> _Passage shown_

====

This is a major criticism of current practice.
7. Innovation Policy Overseas
Virtually all developed countries, including OECD members
(and most developing ones), have some kind of national representative
body/council that deals with policy advice and formulation on some (and
increasingly wider) aspects of their ‘national innovation systems’, including
funding and governance issues.
The OECD has produced a series of Reviews of Innovation Policy which
provide a a comprehensive assessment
of the innovation system of individual OECD member, focusing on the role of
government. Thus far, the OECD has reviewed 22 countries: Portugal (in 2019),
Austria (in 2018), Kazakhstan, Norway, Finland, Costa Rica (in 2017), Malaysia, Lithuania,
Luxembourg, Sweden (in 2016), Croatia, France, Korea, Viet Nam (in 2014),
Mexico (in 2013), Slovenia (in 2012), Russia (2011), China, Hungary, Norway (in
2008), Chile (in 2007), Switzerland (in 2006). The OECD provide concrete recommendations on how to
improve policies which impact on innovation performance, including R&D
policies. Each review also identifies good practices from which other countries
can learn. It would be timely for
Ireland to consider commissioning the OECD to carry out such a review.
Beyond the OECD studies, the Swedish Agency for Innovation
Systems, VINNOVA, carried out a survey/analysis in 2015 of the characteristics
and the challenges facing ‘National Research and Innovation Councils as an Instrument
of Innovation Governance’ (Serger et al. 2015). The authors of this study note that ‘the
interest in innovation councils responds to a growing need for strengthening
the coordination, inclusiveness and, ultimately, the effectiveness of innovation
policy governance’. The questions asked were ‘What is the function, composition
and role of councils in different national innovation systems – and how do they
reflect the evolving demands on innovation governance? What are some of the
challenges that may be experienced, and what are alternative approaches to
addressing these challenges?’
This study, which built on previous international
comparisons of national innovation councils conducted by the OECD, provides a
comparative analysis of national Innovation Councils in Austria, Denmark,
Finland, Germany, Netherlands, Switzerland, UK, Canada, US, China, Japan and
Korea. The report found that while numerous countries have established
innovation councils, their structural characteristics differ significantly
between countries. The most notable differences were around mandate (strong or
weak), focus (narrow or broad), anchoring (primary reporting relationships),
resources (large or small), outputs (analyses or decisions).

====

> _To do_
**a.** In the passage on innovation policy overseas, in which areas did the report find the most notable differences between national innovation councils?
**b.** Does each statement agree with the passage on innovation policy overseas? (i) VINNOVA is a Swedish agency. (ii) The VINNOVA study compared national innovation councils that included France's. (iii) The report found that innovation councils have similar structures from country to country.

> _Material provided_
====

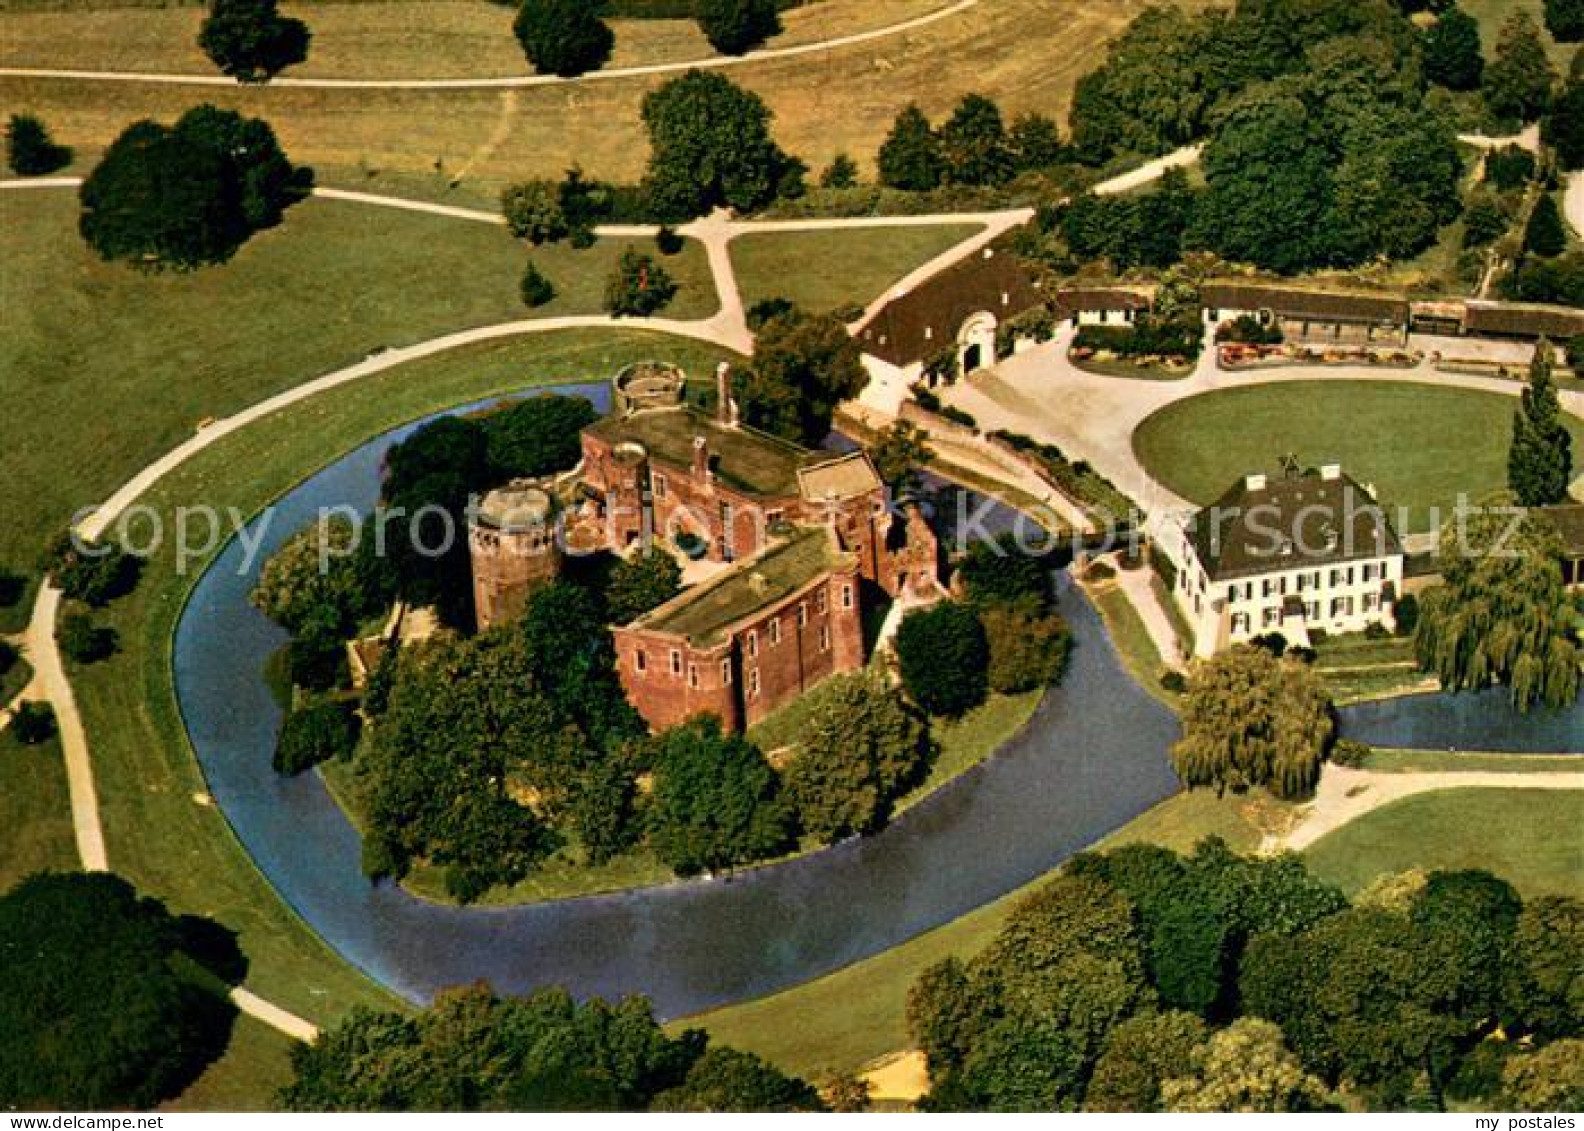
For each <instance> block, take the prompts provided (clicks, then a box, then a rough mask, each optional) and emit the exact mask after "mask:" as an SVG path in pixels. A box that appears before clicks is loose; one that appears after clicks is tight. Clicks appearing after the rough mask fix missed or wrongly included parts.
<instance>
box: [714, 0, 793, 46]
mask: <svg viewBox="0 0 1584 1131" xmlns="http://www.w3.org/2000/svg"><path fill="white" fill-rule="evenodd" d="M699 27H700V29H702V30H703V35H705V38H706V40H710V46H711V48H714V49H716V51H719V52H722V54H727V55H741V54H743V52H746V51H752V49H754V48H757V46H760V44H762V43H763V41H765V40H768V38H770V36H771V35H779V32H781V14H779V11H778V10H776V0H699Z"/></svg>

====

> _Results for each task_
**a.**
1. Mandate (strong or weak)
2. Focus (narrow or broad)
3. Anchoring (primary reporting relationships)
4. Resources (large or small)
5. Outputs (analyses or decisions)

**b.**
(i) Yes. The passage says: "the Swedish Agency for Innovation Systems, VINNOVA".
(ii) No. The countries compared were "Austria, Denmark, Finland, Germany, Netherlands, Switzerland, UK, Canada, US, China, Japan and Korea", which does not include France.
(iii) No. The passage says: "their structural characteristics differ significantly between countries".